**Stated task A:**
In the forum excerpt on co- and contravariance, turn the paragraph that opens with "vectors: whether scalars scales" into a short two-item list that keeps its main facts.
**Stated task B:**
Write out the forum excerpt on co- and contravariance word for word, starting with "Yes, as the" and going on through "educated about it!)".
**Stated task C:**
Continue the forum thread on co- and contravariance from where it stops.
═════ Passage ═════
Yes, as the terms "co/contra-variance" loosely relate to how certain derived
attributes "varies" when base attributes changes:

\- vectors: whether scalars scales in the same direction or not of the base
vectors (ie is obtained through the base transformation matrix, or its
inverse) \- generics: whether generics of a subclass of T is interpreted as a
subclass (same direction) or superclass (opposite direction) of a generics of
T.

(Maybe they all formally tie together through category theory? I don't know
but would love to hear from someone more educated about it!)

------
teleforce
I've got the feeling that the problems that vector spaces is trying to solve
can be elegantly solved by quaternion approach [1]

[1][https://www.researchgate.net/publication/2130951_On_quaterni...](https://www.researchgate.net/publication/2130951_On_quaternionic_functional_analysis)
═════ Entries supplied ═════
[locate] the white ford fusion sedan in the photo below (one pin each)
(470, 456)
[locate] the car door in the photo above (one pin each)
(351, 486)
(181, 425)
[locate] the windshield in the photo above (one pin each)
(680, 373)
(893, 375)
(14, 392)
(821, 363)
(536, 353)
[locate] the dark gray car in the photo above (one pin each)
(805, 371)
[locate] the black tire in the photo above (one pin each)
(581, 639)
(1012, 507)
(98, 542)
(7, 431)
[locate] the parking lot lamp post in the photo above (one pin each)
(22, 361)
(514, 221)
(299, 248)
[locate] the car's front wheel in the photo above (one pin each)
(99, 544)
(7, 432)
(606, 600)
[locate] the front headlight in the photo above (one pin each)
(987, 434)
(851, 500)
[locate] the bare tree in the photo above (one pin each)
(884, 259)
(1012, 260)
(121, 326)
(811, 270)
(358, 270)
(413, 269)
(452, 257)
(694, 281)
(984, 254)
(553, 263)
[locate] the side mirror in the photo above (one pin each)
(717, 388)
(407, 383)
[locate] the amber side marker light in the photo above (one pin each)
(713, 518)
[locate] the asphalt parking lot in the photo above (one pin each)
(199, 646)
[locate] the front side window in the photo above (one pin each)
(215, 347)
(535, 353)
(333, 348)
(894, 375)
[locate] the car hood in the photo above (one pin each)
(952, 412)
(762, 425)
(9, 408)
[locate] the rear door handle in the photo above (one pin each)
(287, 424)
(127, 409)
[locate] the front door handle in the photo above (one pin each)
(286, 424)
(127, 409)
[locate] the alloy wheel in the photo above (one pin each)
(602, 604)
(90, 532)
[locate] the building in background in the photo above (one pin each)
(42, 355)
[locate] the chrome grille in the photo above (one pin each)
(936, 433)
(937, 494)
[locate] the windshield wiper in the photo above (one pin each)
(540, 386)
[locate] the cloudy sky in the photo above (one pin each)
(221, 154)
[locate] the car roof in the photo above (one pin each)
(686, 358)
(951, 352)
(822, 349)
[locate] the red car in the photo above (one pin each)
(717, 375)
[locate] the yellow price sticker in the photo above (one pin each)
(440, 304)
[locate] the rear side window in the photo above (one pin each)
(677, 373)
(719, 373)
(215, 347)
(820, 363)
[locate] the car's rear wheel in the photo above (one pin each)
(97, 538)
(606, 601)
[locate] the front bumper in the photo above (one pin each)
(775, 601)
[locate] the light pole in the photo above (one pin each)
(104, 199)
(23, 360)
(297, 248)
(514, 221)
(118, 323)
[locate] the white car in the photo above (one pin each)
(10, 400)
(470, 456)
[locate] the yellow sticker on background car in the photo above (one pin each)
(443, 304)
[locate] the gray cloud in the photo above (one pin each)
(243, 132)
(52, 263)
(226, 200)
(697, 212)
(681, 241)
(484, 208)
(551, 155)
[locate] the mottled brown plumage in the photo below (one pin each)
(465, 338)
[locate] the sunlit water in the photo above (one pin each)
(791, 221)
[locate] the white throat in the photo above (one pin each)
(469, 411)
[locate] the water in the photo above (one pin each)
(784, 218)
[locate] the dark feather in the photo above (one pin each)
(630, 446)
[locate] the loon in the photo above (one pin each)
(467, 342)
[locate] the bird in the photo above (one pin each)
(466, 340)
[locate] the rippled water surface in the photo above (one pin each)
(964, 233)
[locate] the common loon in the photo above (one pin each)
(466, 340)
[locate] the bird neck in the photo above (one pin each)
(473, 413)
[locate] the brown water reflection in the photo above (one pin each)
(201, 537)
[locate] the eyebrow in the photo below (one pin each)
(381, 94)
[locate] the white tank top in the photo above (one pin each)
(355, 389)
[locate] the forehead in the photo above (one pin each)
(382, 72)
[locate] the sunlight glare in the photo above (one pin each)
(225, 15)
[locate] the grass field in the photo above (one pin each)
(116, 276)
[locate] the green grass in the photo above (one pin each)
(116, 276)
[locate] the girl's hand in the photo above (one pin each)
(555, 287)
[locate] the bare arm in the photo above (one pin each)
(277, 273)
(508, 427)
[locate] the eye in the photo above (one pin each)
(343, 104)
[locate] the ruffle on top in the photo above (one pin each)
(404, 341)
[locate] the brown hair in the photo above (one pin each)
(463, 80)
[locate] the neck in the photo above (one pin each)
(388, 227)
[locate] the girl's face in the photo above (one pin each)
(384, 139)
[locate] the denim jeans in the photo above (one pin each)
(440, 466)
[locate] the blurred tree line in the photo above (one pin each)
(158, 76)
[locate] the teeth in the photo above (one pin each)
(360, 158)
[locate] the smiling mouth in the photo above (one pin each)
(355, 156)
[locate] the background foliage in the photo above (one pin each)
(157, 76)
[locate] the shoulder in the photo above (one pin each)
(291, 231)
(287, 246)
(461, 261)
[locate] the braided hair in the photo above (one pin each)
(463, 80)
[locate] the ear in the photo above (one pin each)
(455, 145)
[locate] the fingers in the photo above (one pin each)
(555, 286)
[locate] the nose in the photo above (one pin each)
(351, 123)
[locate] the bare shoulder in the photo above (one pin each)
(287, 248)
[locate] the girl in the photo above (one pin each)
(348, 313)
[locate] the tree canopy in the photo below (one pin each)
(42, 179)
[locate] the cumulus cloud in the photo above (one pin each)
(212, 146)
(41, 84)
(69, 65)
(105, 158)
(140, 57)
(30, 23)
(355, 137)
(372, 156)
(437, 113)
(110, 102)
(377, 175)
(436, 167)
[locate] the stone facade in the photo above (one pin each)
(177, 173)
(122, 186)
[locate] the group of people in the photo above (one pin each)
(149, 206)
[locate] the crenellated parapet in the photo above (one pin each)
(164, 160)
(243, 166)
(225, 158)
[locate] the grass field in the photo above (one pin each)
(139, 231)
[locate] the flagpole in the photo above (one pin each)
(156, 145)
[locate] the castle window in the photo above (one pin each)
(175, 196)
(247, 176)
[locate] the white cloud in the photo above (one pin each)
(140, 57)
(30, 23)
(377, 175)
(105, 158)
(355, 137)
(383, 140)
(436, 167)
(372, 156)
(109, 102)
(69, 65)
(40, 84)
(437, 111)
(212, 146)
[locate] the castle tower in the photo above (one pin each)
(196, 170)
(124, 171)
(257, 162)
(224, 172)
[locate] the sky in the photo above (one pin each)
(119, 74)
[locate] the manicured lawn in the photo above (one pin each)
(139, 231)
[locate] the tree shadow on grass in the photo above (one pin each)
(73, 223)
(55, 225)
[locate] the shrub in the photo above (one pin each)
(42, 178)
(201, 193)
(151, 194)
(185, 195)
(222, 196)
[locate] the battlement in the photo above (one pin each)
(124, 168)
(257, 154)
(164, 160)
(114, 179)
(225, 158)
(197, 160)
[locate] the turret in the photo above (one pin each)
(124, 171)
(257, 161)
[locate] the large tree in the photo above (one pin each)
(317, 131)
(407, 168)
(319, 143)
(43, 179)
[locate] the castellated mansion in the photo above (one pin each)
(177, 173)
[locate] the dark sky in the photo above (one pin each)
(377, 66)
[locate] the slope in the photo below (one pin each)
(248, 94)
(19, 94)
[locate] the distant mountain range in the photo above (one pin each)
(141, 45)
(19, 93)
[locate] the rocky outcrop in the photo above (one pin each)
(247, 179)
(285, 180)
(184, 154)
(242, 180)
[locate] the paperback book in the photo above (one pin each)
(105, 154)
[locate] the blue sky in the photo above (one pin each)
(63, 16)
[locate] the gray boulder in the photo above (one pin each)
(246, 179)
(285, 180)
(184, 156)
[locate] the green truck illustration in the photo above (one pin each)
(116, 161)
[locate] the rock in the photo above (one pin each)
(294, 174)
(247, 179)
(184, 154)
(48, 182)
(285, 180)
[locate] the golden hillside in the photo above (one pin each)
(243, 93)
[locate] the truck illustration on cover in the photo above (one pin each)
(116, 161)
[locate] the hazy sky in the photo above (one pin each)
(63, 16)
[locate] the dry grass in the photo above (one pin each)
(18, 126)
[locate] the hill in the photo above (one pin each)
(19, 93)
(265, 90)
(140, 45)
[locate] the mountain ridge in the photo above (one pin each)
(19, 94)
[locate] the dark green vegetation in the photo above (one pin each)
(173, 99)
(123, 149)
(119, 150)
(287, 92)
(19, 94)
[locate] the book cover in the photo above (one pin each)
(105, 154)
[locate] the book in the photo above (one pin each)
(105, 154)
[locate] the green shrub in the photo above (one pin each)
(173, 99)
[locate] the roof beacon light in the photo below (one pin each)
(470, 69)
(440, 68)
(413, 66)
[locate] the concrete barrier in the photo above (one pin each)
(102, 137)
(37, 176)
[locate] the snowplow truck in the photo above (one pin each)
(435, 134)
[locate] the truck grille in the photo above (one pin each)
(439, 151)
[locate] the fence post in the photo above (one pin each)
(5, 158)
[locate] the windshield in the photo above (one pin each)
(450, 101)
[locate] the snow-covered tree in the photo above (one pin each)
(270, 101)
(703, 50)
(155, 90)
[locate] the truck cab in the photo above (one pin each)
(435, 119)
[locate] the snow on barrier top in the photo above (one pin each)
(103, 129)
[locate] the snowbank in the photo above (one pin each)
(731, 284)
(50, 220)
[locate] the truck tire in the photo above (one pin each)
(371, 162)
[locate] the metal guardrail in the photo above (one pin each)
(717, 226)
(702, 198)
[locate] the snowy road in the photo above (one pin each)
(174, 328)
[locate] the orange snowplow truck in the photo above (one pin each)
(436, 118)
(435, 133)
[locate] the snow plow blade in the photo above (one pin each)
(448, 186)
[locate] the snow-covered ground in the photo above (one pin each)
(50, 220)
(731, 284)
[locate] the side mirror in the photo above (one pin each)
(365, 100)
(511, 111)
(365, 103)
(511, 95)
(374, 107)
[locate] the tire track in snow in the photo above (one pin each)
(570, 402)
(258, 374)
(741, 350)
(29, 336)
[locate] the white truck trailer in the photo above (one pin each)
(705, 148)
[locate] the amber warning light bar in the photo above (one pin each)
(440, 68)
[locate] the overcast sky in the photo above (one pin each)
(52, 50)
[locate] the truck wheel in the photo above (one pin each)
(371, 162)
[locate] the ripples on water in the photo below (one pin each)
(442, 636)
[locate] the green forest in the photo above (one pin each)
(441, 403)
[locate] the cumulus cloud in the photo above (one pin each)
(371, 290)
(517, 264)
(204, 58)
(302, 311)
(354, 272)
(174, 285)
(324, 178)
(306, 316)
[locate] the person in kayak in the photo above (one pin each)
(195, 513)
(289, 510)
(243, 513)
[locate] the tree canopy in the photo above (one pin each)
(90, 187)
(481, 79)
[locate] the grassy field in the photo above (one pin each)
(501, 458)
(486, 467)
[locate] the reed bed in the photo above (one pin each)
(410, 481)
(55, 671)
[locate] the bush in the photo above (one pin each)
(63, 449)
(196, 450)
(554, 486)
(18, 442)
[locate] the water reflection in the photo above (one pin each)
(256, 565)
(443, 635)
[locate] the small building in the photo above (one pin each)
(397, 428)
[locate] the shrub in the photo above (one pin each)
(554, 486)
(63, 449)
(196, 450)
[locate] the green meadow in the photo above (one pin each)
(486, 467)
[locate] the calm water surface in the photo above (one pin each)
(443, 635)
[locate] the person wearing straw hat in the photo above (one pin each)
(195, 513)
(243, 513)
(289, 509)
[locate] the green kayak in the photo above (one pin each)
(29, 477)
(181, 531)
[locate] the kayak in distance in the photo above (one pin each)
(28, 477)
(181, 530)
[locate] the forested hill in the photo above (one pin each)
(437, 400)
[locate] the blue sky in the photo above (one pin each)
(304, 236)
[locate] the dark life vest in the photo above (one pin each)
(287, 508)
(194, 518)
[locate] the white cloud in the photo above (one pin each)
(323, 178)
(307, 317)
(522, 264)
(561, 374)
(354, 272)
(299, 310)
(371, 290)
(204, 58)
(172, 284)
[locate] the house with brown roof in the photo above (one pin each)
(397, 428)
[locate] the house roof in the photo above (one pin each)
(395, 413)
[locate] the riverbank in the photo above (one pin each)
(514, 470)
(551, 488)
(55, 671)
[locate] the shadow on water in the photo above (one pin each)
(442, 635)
═════
**Task answer A:**
- Vectors: whether scalars scale in the same direction as the base vectors or the opposite one, that is, whether they come from the base transformation matrix or from its inverse.
- Generics: whether generics of a subclass of T are read as a subclass (same direction) or a superclass (opposite direction) of generics of T.

**Task answer B:**
Yes, as the terms "co/contra-variance" loosely relate to how certain derived
attributes "varies" when base attributes changes:

\- vectors: whether scalars scales in the same direction or not of the base
vectors (ie is obtained through the base transformation matrix, or its
inverse) \- generics: whether generics of a subclass of T is interpreted as a
subclass (same direction) or superclass (opposite direction) of a generics of
T.

(Maybe they all formally tie together through category theory? I don't know
but would love to hear from someone more educated about it!)

**Task answer C:**
------
fchu
There is beauty in first constructing V* as the one-forms over V, which seems
like a "one-way" derivation from it, and then finding through V __= V that
they 're actually two very-equal faces of the same coin.

------
soVeryTired
The machinery described in the article is powerful and useful, but you don’t
_need_ it to understand dual spaces. Column vectors in R^n form a vector
space. Row vectors map them into real numbers via standard matrix
multiplication (on the left). Also vice-versa with right multiplication.

So row vectors are the dual of column vectors. Job done!

Edit: I admit you need a bit more for covariance and contravariance though.